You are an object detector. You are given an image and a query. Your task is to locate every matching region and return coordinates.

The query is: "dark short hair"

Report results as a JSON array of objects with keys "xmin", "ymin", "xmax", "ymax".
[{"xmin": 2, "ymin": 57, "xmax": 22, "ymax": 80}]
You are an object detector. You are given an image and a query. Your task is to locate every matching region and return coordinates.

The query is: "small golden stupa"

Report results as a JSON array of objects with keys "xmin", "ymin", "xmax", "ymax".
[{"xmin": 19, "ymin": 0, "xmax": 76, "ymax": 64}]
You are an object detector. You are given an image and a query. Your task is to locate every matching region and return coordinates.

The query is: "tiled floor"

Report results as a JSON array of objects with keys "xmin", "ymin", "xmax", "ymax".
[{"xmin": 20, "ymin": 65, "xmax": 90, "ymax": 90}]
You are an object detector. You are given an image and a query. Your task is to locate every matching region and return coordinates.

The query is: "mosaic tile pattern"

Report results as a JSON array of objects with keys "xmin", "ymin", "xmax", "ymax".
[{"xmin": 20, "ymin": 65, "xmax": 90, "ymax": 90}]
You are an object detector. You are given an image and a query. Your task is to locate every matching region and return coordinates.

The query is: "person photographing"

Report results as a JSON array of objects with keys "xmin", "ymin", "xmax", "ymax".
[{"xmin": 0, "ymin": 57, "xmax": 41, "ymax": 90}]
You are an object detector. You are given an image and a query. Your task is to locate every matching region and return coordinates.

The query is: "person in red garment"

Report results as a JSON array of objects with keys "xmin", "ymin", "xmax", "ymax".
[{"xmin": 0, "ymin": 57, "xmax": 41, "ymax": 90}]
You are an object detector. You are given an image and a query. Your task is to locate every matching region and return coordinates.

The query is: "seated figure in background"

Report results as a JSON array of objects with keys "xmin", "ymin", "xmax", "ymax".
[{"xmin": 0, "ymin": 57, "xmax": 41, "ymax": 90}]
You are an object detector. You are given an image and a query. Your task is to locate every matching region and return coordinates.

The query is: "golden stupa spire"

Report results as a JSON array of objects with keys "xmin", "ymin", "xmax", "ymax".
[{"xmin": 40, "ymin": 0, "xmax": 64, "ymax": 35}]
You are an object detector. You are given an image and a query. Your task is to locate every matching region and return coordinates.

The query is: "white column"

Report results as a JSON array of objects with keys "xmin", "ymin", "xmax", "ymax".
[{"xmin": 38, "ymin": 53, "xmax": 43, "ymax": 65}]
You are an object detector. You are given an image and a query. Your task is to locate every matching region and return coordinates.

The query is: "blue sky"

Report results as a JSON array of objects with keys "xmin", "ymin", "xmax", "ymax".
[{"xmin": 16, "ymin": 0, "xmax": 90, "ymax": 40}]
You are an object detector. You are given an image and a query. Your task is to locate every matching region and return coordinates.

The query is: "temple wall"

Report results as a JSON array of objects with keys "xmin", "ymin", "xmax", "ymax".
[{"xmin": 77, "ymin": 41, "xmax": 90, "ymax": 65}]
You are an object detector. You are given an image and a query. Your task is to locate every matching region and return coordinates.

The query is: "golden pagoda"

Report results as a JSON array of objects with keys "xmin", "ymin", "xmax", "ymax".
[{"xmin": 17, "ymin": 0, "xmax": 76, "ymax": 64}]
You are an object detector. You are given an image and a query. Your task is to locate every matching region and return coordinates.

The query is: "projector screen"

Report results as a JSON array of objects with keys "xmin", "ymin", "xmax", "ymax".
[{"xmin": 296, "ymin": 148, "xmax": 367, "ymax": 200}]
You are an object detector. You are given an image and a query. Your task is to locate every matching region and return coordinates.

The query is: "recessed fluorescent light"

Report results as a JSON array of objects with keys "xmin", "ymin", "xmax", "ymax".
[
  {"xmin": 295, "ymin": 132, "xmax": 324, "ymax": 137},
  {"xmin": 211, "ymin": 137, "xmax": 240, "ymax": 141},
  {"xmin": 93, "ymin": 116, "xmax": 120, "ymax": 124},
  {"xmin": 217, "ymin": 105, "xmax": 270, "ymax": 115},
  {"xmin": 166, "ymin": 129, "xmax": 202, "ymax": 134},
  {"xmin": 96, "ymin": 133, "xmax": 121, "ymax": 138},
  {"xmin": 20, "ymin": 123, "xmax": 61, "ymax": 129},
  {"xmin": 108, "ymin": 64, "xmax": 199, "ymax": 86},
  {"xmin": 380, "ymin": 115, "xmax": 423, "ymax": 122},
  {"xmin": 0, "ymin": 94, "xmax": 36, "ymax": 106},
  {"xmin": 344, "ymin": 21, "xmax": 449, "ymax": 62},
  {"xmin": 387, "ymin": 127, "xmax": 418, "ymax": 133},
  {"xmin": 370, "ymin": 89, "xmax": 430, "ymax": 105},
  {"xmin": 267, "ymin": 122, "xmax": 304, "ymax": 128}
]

◆ OBJECTIVE:
List every line in the records above that contains the word "person", copying each line in full.

◆ WORKED SOLUTION:
The query is: "person photographing"
The query is: "person in red garment"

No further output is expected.